Goodbye

February 6, 2012

Susan Niebur passed away on February 6, 2012 after a lifetime of love, crusades, and strength.  Over the last five years she lived with inflammatory breast cancer, a rare and aggressive form of breast cancer that presents without a lump.  She chronicled her life with cancer here on her blog Toddler Planet with honesty and emotion that were even more rare and aggressive.

She is survived by her family, friends, achievements, and the indelible marks she made on people around the world.  In lieu of flowers, please consider furthering Susan’s legacy through a contribution to the Inflammatory Breast Cancer Research Foundation.  Or please choose to make a difference somewhere, anywhere, to anyone.

I can’t begin to describe how her friends, those physically nearby and those she knew only on the internet, enabled her to carry on through five years of treatment and recurrence.  Many of you have commented on Susan’s strength and grace, but these were traits that she pulled from all of you.

Thank you all,

Curt Niebur  (WhyDaddy)


Inflammatory Breast Cancer: Genetic Origins?

September 9, 2011

For years, now, I’ve beaten myself up over how and why I got inflammatory breast cancer (IBC).  Was it that I drank too many diet cokes while studying for college exams?  Was it that I worked in a physics department and there was more than one mercury spill in the lab, unbeknownst to me?  Was it the water we swam in off the Maryland coast when I was so very pregnant, where we saw the industrial plant nearby as we were leaving?  Did I eat too many cheese-its and other processed food?  Why, God, why?

Ahem.

I may have overreacted, back when I was first diagnosed and new to the topic, and of course at each recurrence — it’s only natural.

But we do know a few things about the origins of cancer.  In addition to a person’s actions and direct exposures (like Chernobyl and other disasters), some cancers have environmental origins, which an individual can do little about.  Some cancers are exacerbated by lifestyle factors, like smoking, overeating, and lack of exercise.  We know that now, and we know that we all can reduce our risk of cancer by eating fresh foods, by exercising, and by keeping our weight at a reasonable figure.  There is one more promising source, though, that we haven’t yet been able to do much about yet, and that’s genetics.  Some people have a gene that causes cells to mutate and grow more quickly than typical cells, and some of those people will develop precancers and full-blown cancers (and that sucks!).

## Entries provided
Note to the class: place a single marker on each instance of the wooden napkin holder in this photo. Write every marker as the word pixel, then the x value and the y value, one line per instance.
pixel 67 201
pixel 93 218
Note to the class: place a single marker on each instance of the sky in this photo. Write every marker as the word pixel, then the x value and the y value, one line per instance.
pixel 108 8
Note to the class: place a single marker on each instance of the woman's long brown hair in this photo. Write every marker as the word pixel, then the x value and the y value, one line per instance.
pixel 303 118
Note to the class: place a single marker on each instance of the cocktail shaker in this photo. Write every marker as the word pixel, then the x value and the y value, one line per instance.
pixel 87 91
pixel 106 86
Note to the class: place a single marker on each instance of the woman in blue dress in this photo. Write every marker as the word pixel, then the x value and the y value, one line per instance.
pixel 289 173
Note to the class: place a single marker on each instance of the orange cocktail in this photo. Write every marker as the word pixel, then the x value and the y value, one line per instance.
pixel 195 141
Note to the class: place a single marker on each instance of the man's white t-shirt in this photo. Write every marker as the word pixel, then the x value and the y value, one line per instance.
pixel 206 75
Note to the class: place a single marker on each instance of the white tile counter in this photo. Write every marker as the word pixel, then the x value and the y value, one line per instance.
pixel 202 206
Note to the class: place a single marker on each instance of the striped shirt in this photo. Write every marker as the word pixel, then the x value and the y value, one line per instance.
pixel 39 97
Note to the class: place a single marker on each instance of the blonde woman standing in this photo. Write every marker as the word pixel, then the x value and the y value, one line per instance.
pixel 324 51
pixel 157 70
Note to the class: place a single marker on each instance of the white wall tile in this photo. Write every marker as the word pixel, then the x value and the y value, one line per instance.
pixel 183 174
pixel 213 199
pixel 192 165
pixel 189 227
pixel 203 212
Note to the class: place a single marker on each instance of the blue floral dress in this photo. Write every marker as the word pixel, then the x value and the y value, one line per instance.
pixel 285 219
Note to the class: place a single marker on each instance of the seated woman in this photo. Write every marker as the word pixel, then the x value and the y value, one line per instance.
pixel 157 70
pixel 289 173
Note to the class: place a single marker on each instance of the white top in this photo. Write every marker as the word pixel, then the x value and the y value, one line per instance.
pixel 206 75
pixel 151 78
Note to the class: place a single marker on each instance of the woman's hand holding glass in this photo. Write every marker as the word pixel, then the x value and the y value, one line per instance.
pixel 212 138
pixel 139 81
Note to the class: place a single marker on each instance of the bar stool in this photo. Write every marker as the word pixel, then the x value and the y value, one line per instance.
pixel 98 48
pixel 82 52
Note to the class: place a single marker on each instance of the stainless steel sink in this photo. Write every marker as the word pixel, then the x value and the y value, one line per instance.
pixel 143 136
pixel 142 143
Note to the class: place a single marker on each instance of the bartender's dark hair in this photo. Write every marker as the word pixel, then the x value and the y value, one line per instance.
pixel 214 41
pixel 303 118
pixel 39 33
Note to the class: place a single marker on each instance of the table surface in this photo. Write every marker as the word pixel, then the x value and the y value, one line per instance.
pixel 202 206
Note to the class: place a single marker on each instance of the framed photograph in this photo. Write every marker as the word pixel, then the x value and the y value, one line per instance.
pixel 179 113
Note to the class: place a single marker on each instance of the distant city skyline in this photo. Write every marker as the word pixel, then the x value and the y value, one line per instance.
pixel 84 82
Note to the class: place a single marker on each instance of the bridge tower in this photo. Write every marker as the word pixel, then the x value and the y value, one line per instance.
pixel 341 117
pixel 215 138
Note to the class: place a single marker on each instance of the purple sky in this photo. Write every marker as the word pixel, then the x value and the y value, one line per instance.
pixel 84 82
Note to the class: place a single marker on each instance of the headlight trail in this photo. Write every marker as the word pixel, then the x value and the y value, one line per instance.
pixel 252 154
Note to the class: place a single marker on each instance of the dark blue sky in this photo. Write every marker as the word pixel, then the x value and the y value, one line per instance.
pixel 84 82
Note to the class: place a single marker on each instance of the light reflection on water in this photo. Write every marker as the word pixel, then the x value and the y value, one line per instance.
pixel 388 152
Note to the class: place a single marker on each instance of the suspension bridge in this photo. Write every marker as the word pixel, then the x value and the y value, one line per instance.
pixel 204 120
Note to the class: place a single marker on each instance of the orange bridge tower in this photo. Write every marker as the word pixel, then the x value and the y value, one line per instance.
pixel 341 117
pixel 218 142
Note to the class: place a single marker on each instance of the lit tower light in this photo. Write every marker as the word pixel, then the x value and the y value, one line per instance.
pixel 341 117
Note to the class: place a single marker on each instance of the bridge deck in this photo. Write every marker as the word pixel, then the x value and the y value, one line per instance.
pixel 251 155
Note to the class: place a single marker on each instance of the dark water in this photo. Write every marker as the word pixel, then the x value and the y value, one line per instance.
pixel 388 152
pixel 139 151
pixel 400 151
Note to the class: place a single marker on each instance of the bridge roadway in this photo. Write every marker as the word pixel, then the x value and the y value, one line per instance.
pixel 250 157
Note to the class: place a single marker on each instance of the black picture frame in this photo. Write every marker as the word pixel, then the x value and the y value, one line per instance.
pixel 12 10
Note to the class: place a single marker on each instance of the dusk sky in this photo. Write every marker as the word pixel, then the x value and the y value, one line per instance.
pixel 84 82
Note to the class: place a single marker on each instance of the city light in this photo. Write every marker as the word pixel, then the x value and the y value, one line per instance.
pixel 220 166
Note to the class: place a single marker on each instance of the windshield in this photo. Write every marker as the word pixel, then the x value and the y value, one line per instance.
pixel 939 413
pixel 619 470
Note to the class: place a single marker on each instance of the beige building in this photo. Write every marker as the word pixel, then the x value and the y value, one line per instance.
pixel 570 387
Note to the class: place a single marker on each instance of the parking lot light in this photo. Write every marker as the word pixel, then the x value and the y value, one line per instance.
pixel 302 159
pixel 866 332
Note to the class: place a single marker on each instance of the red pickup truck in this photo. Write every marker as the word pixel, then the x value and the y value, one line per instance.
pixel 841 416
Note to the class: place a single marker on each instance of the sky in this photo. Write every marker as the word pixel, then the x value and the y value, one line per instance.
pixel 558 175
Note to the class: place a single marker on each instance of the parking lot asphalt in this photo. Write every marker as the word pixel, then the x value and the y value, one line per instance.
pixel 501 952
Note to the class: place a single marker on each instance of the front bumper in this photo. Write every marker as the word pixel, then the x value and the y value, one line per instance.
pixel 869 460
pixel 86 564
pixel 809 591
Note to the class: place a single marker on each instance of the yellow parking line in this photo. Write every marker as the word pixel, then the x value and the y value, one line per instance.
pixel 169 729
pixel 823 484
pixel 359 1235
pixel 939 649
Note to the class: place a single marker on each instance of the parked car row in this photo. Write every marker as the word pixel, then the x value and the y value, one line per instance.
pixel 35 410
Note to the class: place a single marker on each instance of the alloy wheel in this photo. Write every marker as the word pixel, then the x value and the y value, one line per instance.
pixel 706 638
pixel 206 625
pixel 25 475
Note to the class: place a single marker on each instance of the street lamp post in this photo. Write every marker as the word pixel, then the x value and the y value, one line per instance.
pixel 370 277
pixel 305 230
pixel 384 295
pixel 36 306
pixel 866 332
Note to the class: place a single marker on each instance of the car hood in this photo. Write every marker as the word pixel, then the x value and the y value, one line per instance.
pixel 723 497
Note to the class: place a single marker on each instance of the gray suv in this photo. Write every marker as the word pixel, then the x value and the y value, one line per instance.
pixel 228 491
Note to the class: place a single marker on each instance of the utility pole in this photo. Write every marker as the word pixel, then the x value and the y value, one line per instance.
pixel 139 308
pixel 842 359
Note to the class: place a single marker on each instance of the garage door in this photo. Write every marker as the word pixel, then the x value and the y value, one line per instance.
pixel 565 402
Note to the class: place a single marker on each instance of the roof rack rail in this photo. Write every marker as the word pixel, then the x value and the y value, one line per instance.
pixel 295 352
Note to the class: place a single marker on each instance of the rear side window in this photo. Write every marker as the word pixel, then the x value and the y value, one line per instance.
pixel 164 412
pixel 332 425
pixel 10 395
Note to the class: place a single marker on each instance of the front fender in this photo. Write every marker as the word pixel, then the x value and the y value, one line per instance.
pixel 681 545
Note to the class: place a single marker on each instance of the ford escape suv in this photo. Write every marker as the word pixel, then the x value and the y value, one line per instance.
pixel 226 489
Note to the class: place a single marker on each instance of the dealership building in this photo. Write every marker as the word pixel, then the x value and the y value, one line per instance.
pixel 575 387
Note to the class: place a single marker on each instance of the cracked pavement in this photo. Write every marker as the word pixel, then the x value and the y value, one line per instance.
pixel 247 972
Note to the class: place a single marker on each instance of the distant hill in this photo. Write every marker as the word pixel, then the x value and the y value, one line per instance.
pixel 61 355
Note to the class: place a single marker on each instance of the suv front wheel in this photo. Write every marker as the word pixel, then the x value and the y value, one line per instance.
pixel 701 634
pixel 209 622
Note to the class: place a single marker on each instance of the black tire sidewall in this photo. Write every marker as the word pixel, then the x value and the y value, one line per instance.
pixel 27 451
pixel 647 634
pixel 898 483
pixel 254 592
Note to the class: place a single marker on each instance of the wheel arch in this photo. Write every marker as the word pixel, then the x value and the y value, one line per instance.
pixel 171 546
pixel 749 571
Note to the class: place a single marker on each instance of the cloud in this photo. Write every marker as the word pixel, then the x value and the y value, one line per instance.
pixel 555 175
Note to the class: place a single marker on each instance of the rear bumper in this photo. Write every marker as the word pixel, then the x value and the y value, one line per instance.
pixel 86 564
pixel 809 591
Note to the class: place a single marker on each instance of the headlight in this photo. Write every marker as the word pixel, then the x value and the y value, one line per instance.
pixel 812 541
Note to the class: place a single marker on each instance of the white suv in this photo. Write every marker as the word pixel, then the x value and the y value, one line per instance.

## Exercises to complete
a. Copy the blog posts from "Curt Niebur  (WhyDaddy)" through "food?  Why, God, why?", replacing "Maryland" with "Delaware".
b. According to the blog posts, how does inflammatory breast cancer present?
c. For each statement, answer yes or no depending on whether it agrees with the blog posts, and quote the words that decide it.
(i) Susan Niebur lived with inflammatory breast cancer for the last five years.
(ii) People are asked to send flowers.
(iii) The writer once worked in a chemistry department.

## Answers by item number
a.
Curt Niebur  (WhyDaddy)


Inflammatory Breast Cancer: Genetic Origins?

September 9, 2011

For years, now, I’ve beaten myself up over how and why I got inflammatory breast cancer (IBC).  Was it that I drank too many diet cokes while studying for college exams?  Was it that I worked in a physics department and there was more than one mercury spill in the lab, unbeknownst to me?  Was it the water we swam in off the Delaware coast when I was so very pregnant, where we saw the industrial plant nearby as we were leaving?  Did I eat too many cheese-its and other processed food?  Why, God, why?

b. It presents without a lump.

c.
(i) Yes: "Over the last five years she lived with inflammatory breast cancer"
(ii) No: "In lieu of flowers, please consider furthering Susan’s legacy through a contribution to the Inflammatory Breast Cancer Research Foundation."
(iii) No: "Was it that I worked in a physics department"